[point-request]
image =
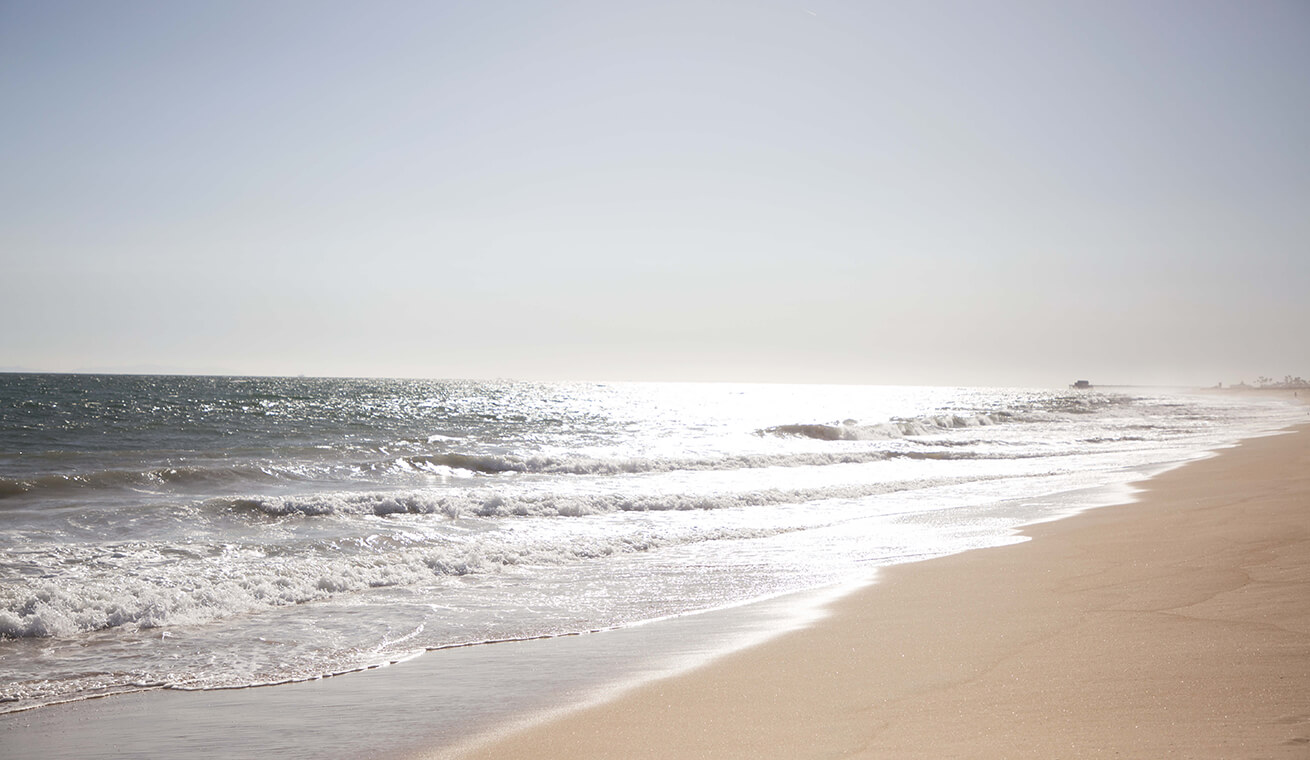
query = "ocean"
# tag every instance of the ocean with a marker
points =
(194, 532)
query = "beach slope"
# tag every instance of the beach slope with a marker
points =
(1174, 627)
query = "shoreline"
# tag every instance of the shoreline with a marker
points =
(1173, 625)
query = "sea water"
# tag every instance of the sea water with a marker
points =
(219, 532)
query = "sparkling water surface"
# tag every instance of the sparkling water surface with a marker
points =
(206, 532)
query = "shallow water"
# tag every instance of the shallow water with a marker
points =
(203, 532)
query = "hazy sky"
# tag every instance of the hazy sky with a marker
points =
(947, 193)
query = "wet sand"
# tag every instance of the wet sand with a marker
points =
(1173, 627)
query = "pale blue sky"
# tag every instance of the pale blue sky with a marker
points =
(949, 193)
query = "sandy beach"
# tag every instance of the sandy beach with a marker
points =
(1173, 627)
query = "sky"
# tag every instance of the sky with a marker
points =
(1001, 193)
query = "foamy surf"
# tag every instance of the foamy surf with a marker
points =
(206, 532)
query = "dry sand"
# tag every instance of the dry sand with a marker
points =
(1174, 627)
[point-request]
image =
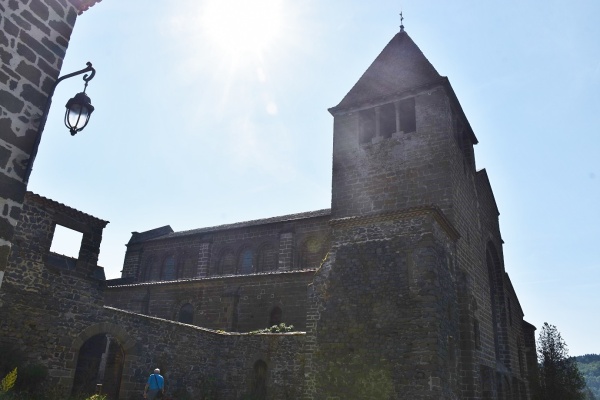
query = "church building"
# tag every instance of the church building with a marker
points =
(398, 291)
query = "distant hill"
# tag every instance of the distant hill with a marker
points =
(589, 365)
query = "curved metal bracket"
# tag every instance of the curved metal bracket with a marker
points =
(44, 116)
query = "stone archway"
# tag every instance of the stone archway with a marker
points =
(100, 353)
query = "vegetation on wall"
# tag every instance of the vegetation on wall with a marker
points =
(560, 378)
(589, 366)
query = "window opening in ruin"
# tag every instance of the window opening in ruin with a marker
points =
(366, 130)
(406, 112)
(275, 317)
(66, 242)
(387, 120)
(226, 265)
(267, 258)
(246, 262)
(311, 253)
(259, 381)
(169, 273)
(186, 314)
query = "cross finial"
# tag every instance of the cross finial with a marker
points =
(401, 24)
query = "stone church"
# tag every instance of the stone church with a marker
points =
(398, 291)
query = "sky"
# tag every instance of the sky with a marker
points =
(214, 111)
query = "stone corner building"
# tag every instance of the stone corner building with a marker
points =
(398, 291)
(34, 36)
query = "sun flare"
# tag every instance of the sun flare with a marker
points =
(243, 28)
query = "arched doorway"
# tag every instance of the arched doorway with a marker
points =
(100, 361)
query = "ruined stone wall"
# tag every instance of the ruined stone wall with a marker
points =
(42, 306)
(51, 310)
(199, 362)
(233, 303)
(34, 39)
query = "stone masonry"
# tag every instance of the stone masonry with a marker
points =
(399, 291)
(34, 36)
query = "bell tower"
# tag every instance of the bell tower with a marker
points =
(396, 136)
(386, 303)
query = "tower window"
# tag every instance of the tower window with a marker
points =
(406, 113)
(367, 125)
(384, 121)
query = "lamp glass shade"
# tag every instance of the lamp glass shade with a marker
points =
(79, 110)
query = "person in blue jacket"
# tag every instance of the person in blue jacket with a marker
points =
(155, 384)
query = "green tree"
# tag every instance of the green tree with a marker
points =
(560, 378)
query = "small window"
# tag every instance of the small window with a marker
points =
(406, 110)
(267, 258)
(246, 262)
(387, 120)
(186, 314)
(366, 130)
(275, 317)
(66, 241)
(226, 264)
(169, 273)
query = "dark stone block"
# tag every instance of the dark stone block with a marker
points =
(29, 72)
(40, 9)
(11, 102)
(57, 7)
(10, 28)
(35, 21)
(71, 16)
(4, 78)
(26, 52)
(34, 96)
(48, 69)
(56, 49)
(13, 5)
(4, 157)
(22, 23)
(61, 27)
(36, 46)
(5, 56)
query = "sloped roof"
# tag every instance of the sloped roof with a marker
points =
(166, 231)
(83, 5)
(401, 66)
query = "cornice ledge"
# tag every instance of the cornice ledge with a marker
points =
(433, 211)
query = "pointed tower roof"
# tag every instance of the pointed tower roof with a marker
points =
(401, 66)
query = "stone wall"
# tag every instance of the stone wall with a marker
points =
(232, 303)
(34, 39)
(277, 244)
(52, 308)
(384, 312)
***
__Instructions for the task__:
Write out all the items above word for word, but leave out the pictures.

__Response below__:
[point-request]
image =
query = "ocean"
# tag every instance of the ocean with a marker
points =
(194, 532)
query = "beach slope"
# tag every instance of the beach slope with a marker
points =
(1174, 627)
query = "shoreline"
# tag every instance of the shoreline with a marker
points =
(1173, 625)
query = "sea water"
# tag every instance of the sea water with a marker
points =
(219, 532)
query = "sparkling water surface"
# tag every instance of the sparkling water surface with a marker
points =
(206, 532)
query = "shallow water"
# tag every instance of the shallow water with a marker
points =
(203, 532)
query = "hazy sky"
# tag every instance of the hazy sky with a marker
points =
(947, 193)
query = "wet sand"
# tag every instance of the wet sand with a marker
points =
(1173, 627)
query = "pale blue sky"
# tag every instance of the pale blue sky with a marker
points =
(949, 193)
query = "sandy beach"
# tag every instance of the sandy beach with a marker
points =
(1173, 627)
query = "sky"
# tag every instance of the sky with a marker
points =
(1001, 193)
query = "foamy surf"
# tag every instance of the foamy surf with a marker
points =
(206, 532)
query = "dry sand"
# tag every instance of the dry sand with a marker
points =
(1174, 627)
[point-request]
image =
query = "church building"
# tag every instance of the church building with a marker
points =
(398, 291)
query = "distant hill"
# tag every instance of the distant hill with a marker
points =
(589, 365)
query = "curved metal bracket"
# tag every instance of the curved metal bracket with a marker
points =
(44, 116)
query = "stone archway"
# tag every instance of the stone archway with a marker
points =
(100, 353)
query = "vegetation on wall"
# tag every instance of the vegetation on wall with a marker
points =
(560, 378)
(589, 366)
query = "window opening in ruin"
# tag every instance of the window opening in ruin with a marker
points =
(366, 130)
(406, 112)
(275, 317)
(66, 242)
(387, 120)
(226, 265)
(267, 258)
(246, 262)
(311, 253)
(259, 381)
(169, 273)
(186, 314)
query = "cross finial"
# tag every instance of the cross finial with a marker
points =
(401, 24)
query = "stone church"
# tag every instance of the stone church with a marker
points =
(398, 291)
query = "sky"
# tag every instance of the sky with a marker
points =
(214, 111)
query = "stone corner building"
# tag every instance of the stone corner building with a marker
points =
(398, 291)
(34, 36)
query = "sun flare"
# tag every instance of the sun flare with a marker
points =
(243, 28)
query = "arched doorway"
# tag every instance of the arched doorway with a marker
points =
(100, 361)
query = "ruined stone wall"
# tag every instance of the ruined stone wall with a marker
points =
(42, 306)
(51, 310)
(199, 362)
(233, 303)
(34, 39)
query = "stone masonry"
# tag every instance of the stone masonry with a marker
points =
(399, 291)
(34, 36)
query = "bell tower"
# tag every instance of the bell tower with a marker
points =
(396, 136)
(386, 303)
query = "tower window"
# tag every instance of the tower window with a marker
points =
(406, 113)
(367, 125)
(384, 121)
query = "lamp glass shade"
# tag every instance of the lamp glass shade with a marker
points =
(79, 110)
query = "person in blue jacket"
# tag every instance of the person in blue jacket with a marker
points =
(155, 384)
query = "green tree"
# tag every instance of the green tree with a marker
points =
(560, 378)
query = "small window"
# tag every instance of the small window with a marker
points =
(406, 110)
(267, 258)
(246, 262)
(387, 120)
(186, 314)
(366, 130)
(275, 317)
(66, 241)
(226, 264)
(169, 273)
query = "dark stone block"
# tag every instance of the dark stone block with a marker
points =
(29, 72)
(40, 9)
(11, 102)
(57, 7)
(10, 28)
(35, 21)
(71, 16)
(4, 78)
(26, 52)
(34, 96)
(48, 69)
(56, 49)
(13, 5)
(4, 157)
(22, 23)
(61, 27)
(36, 46)
(5, 56)
query = "sloped roof"
# tag every instance of the sloped roof with a marker
points =
(166, 231)
(83, 5)
(401, 66)
query = "cornice ledge"
# tag every instance of the cornice ledge with a marker
points =
(433, 211)
query = "pointed tower roof"
# tag every instance of the pointed tower roof with a marker
points =
(401, 66)
query = "stone wall"
# tag every instance of the stone wall with a marker
points =
(232, 303)
(34, 39)
(277, 244)
(52, 308)
(384, 312)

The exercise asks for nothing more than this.